WHAT YOU WILL DO:
**A)** According to the book review, to whom does the foreword compare the memoir's author?
**B)** Copy out a passage of the book review, starting with "This isn't it, y'all." and going on through "incite political riots.)", with "memoir" renamed "book".

>> begin EXTRACT TO READ

This isn't it, y'all. It's a memoir about what sounds like legitimately devastating mental illness, but it's written by someone who seems to epitomize useless leftist man. (You know it's not great when the author's Wikipedia page only has three paragraphs, and one of them is the time he got canceled on Twitter for attempting to incite political riots.)
 
It's not an inclusive book. The author kept trying to make a point about how race and privilege are important vectors for health outcomes in mental illness. But the author was (I uncharitably assumed for useless leftist man reasons) seemingly unable to actually use the word "race," so instead the book euphemistically referred to someone from "south Chicago" and made a few tepid points about privilege, without actually talking about white privilege or the way police violence disproportionately effects people of color, especially Black people, with mental illnesses.

It reminds me of the quote asking leftist men who's doing the dishes after the revolution. It's not an inclusive book-- it can't talk about race, it *won't* talk about gender (the book seldom references women, except for one chapter, where it aggressively cites women, presumably to 'even things out.') The forward compares the author to Anne Sexton, and I couldn't shake the memory that Anne Sexton was famously very, very abusive to the people in her life, including her children.

Anyway, I obviously do not recommend this book. If you want to read more effect takes on similar themes, I would recommend the podcast "The Monsters We Create" (also about schizoaffective disorder), "I Want to Die But I Want to Eat Tteokbokki" (Baek Sehee), and heck, even "Girl, Interrupted," by Susanna Kaysen, which this memoir references.

>> end EXTRACT TO READ
>> begin GIVEN RECORDS

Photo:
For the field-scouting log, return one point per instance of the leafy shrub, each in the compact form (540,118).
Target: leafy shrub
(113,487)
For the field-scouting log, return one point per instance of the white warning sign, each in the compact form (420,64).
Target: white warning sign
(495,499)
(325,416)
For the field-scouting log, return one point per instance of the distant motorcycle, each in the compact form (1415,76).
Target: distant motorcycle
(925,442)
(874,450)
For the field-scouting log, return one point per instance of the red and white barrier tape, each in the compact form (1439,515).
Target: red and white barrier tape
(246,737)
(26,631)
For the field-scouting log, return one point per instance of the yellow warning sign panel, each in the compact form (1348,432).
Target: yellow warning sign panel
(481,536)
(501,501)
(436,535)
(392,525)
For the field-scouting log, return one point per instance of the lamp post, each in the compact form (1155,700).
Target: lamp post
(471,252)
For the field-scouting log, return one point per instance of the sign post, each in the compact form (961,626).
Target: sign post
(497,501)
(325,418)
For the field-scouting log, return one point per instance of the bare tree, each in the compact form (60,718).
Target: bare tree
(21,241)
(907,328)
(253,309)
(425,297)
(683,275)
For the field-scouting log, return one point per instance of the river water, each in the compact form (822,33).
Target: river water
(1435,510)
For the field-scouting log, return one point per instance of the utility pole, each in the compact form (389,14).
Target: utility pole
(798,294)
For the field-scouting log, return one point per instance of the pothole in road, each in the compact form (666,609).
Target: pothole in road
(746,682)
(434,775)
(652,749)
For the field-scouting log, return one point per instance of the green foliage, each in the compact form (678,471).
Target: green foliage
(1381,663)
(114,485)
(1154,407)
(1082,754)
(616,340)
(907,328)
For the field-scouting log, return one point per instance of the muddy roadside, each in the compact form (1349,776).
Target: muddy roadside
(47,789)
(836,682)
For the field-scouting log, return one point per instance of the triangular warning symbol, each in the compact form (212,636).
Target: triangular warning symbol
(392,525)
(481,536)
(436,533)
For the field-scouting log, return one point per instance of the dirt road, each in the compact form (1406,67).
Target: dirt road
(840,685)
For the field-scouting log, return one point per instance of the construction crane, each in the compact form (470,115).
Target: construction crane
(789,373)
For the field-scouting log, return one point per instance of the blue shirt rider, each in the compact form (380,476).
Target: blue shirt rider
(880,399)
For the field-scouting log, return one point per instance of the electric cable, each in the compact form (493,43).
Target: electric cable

>> end GIVEN RECORDS

THE REPLIES:
**A)** Anne Sexton

**B)**
This isn't it, y'all. It's a book about what sounds like legitimately devastating mental illness, but it's written by someone who seems to epitomize useless leftist man. (You know it's not great when the author's Wikipedia page only has three paragraphs, and one of them is the time he got canceled on Twitter for attempting to incite political riots.)